* [About this exercise] When you answer, restate the entries below without altering anything.

Data records
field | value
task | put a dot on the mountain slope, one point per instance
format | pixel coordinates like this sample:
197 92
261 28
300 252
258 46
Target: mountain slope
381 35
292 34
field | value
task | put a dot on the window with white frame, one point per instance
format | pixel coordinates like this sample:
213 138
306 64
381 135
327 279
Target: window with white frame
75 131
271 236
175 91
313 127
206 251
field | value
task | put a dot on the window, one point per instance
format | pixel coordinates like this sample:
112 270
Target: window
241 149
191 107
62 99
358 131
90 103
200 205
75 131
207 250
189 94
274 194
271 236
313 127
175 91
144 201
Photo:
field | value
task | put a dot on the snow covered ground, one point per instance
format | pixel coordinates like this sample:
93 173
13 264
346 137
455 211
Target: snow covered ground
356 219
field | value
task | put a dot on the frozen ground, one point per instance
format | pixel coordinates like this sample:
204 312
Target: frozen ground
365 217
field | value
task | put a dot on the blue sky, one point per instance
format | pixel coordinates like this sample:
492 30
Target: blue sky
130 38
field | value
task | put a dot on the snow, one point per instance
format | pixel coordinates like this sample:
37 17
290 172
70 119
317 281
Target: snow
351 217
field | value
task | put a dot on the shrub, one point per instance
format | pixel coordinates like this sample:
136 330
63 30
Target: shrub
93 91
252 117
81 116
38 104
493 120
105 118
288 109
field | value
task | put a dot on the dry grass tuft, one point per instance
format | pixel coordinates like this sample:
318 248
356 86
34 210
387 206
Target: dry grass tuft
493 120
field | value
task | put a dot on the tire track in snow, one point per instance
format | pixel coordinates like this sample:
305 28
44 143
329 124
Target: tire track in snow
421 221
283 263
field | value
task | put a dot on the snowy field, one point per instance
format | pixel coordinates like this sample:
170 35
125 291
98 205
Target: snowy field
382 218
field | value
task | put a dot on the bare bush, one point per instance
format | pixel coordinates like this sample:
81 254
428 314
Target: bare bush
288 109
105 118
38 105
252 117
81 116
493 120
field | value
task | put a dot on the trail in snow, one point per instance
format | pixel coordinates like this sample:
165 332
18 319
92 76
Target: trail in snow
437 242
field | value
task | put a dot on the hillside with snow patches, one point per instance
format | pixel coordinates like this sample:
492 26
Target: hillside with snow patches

* [Answer to the exercise]
field | value
task | put a dot on the mountain slope, one point per instance
format | pixel coordinates like this sample:
197 92
261 28
300 252
258 46
Target: mountain slope
381 35
292 34
field | value
task | put a dot on the window with white frame, one point per instance
format | pixel coordinates like this sample:
213 138
306 64
381 135
327 279
Target: window with white frame
75 131
271 236
175 91
313 127
206 251
field | value
task | put a dot on the window, one point per instance
format | pixel coordinates like this sample:
112 270
Target: window
241 149
191 107
62 99
358 131
90 103
200 205
75 131
207 250
189 94
274 194
271 236
313 127
175 91
144 201
Photo:
field | value
task | put a dot on the snow covered ground, one point per instance
format | pixel coordinates like this sample:
93 173
13 264
346 137
455 211
Target: snow covered ground
356 219
field | value
task | put a dot on the frozen ground, one point per instance
format | pixel coordinates like this sample:
204 312
Target: frozen ground
365 217
field | value
task | put a dot on the blue sky, one point per instance
format | pixel coordinates like this sample:
492 30
Target: blue sky
130 38
field | value
task | put a dot on the snow, one point per instance
format | pixel coordinates like this sample:
37 17
290 172
70 119
317 281
Target: snow
351 217
field | value
task | put a dot on the shrub, one point per instance
format | pixel coordinates like this sample:
136 330
63 30
Target: shrub
93 91
252 117
81 116
38 104
493 120
105 118
288 109
field | value
task | put a dot on the dry grass tuft, one point per instance
format | pixel coordinates like this sample:
318 248
356 86
34 210
387 206
Target: dry grass tuft
493 120
field | value
task | put a dot on the tire track in snow, one point per instance
format | pixel coordinates like this sample:
305 28
44 143
329 124
Target: tire track in snow
421 221
283 263
field | value
task | put a dot on the snowy field, one point per instance
format | pixel coordinates like this sample:
170 35
125 291
98 205
Target: snowy field
382 218
field | value
task | put a dot on the bare bush, one point per instance
format | pixel coordinates like this sample:
81 254
428 314
Target: bare bush
288 109
105 118
38 105
252 117
81 116
493 120
field | value
task | put a dot on the trail in snow, one point per instance
format | pixel coordinates like this sample:
165 332
18 319
92 76
Target: trail in snow
437 242
field | value
task | put a dot on the hillside with snow patches, one point per instance
format | pixel coordinates like this sample:
492 26
Target: hillside with snow patches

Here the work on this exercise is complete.